Extracted records
******************************

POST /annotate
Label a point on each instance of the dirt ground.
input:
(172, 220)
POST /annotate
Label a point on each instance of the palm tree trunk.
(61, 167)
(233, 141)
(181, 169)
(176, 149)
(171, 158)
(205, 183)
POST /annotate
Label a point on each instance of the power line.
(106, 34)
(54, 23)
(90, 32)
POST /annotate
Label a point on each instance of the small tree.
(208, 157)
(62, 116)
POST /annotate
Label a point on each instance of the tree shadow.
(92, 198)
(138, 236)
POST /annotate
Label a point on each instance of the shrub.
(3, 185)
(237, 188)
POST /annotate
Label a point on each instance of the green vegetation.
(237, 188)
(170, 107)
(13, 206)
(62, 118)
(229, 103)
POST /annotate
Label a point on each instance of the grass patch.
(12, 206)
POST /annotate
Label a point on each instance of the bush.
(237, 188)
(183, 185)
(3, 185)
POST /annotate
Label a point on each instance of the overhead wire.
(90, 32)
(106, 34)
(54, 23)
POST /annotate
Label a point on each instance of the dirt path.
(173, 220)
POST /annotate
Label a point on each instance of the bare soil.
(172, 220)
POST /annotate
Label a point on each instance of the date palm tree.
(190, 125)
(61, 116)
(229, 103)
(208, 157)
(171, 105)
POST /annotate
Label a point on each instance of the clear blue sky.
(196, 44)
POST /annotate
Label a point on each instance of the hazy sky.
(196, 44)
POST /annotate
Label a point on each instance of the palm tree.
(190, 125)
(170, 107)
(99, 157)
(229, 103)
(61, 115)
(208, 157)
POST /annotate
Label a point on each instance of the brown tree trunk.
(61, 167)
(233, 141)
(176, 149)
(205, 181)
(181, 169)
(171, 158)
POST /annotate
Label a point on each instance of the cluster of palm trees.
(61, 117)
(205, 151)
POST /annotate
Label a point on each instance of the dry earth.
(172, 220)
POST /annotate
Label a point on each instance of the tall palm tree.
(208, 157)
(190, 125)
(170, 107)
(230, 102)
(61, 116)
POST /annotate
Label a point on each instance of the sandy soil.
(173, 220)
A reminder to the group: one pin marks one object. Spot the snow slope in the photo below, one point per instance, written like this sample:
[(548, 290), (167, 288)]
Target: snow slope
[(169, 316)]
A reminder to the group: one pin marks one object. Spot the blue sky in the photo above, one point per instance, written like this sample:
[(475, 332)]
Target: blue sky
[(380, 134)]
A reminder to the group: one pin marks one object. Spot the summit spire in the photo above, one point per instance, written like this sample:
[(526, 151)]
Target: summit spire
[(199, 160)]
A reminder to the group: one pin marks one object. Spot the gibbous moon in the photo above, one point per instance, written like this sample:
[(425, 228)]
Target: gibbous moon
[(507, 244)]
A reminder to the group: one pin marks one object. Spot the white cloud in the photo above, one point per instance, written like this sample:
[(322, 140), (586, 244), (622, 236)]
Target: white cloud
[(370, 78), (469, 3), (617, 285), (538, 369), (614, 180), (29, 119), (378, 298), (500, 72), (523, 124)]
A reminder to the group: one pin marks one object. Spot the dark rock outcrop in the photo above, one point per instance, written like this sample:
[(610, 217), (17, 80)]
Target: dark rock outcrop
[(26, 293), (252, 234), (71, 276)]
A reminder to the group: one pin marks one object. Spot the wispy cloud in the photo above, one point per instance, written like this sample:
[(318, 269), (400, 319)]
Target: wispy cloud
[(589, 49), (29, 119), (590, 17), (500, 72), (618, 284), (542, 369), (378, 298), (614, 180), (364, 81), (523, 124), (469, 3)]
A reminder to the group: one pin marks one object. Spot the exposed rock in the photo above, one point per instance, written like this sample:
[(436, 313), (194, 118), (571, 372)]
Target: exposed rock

******************************

**Required work**
Copy out each entry exactly, leaving nothing out.

**Reply to the exercise**
POST /annotate
Label a point on each instance of the dirt ground.
input:
(172, 220)
POST /annotate
Label a point on each instance of the palm tree trunk.
(61, 167)
(233, 141)
(181, 169)
(176, 149)
(171, 158)
(205, 183)
POST /annotate
Label a point on each instance of the power line.
(106, 34)
(54, 23)
(90, 32)
POST /annotate
Label a point on each instance of the small tree.
(208, 157)
(62, 116)
POST /annotate
Label a point on each instance of the tree shadow.
(92, 198)
(138, 236)
POST /annotate
Label a point on each instance of the shrub.
(3, 185)
(237, 188)
POST /annotate
Label a point on each instance of the green vegetation.
(237, 188)
(170, 107)
(13, 206)
(62, 118)
(229, 103)
POST /annotate
Label a point on each instance of the grass patch.
(12, 206)
POST /annotate
Label a point on each instance of the bush.
(237, 188)
(183, 185)
(3, 185)
POST /annotate
Label a point on each instance of the overhead wire.
(90, 32)
(106, 34)
(54, 23)
POST /annotate
Label a point on each instance of the dirt path.
(173, 220)
POST /annotate
Label a point on each instance of the bare soil.
(172, 220)
POST /annotate
Label a point on each instance of the date palm tree.
(190, 125)
(61, 116)
(229, 103)
(208, 157)
(171, 105)
POST /annotate
Label a point on each instance of the clear blue sky.
(196, 44)
POST /annotate
Label a point on each instance of the hazy sky.
(196, 44)
POST /annotate
Label a point on each instance of the palm tree.
(190, 125)
(170, 107)
(99, 157)
(229, 103)
(61, 115)
(208, 157)
POST /annotate
Label a point on each instance of the brown tree trunk.
(61, 167)
(233, 141)
(176, 149)
(205, 181)
(181, 169)
(171, 158)
POST /annotate
Label a point on each instance of the cluster of palm trees.
(61, 117)
(205, 151)
POST /annotate
Label a point on each instance of the dry earth.
(172, 220)
POST /annotate
Label a point on each instance of the tall palm tree.
(208, 157)
(190, 125)
(170, 107)
(230, 102)
(61, 116)
POST /annotate
Label a point on each instance of the sandy soil.
(173, 220)
A reminder to the group: one pin marks one object. Spot the snow slope in the photo below, one point per instance, written like this sample:
[(548, 290), (167, 288)]
Target: snow slope
[(169, 316)]
A reminder to the group: one pin marks one object. Spot the blue sky in the photo above, one point per instance, written like this sample:
[(475, 332)]
Target: blue sky
[(380, 134)]
A reminder to the group: one pin marks one object. Spot the summit spire in the photo above, one point per instance, written like this sample:
[(526, 151)]
Target: summit spire
[(199, 160)]
A reminder to the group: one pin marks one object. Spot the gibbous moon in the photo above, one point per instance, written like this sample:
[(425, 228)]
Target: gibbous moon
[(507, 244)]
A reminder to the group: one pin marks one object. Spot the white cloud in the photo above, one point per instance, written like this sample:
[(322, 140), (586, 244), (622, 236)]
Target: white cloud
[(370, 78), (469, 3), (617, 285), (538, 369), (614, 180), (29, 119), (378, 298), (500, 72), (523, 124)]
A reminder to the group: one pin marks one object. Spot the dark rock outcrop in the photo above, one point per instance, written like this sample:
[(610, 217), (17, 80)]
Target: dark rock outcrop
[(26, 293), (252, 234), (71, 276)]
A reminder to the group: one pin marks one object. Spot the wispy cloud in the photo above, one point per instance, written like this sample:
[(318, 269), (400, 319)]
Target: wispy cloud
[(589, 49), (29, 119), (590, 17), (500, 72), (618, 284), (542, 369), (378, 298), (614, 180), (364, 81), (523, 124), (469, 3)]
A reminder to the group: one pin marks one object. Spot the exposed rock in the photo above, one point per instance, written like this sample:
[(436, 313), (194, 118), (571, 372)]
Target: exposed rock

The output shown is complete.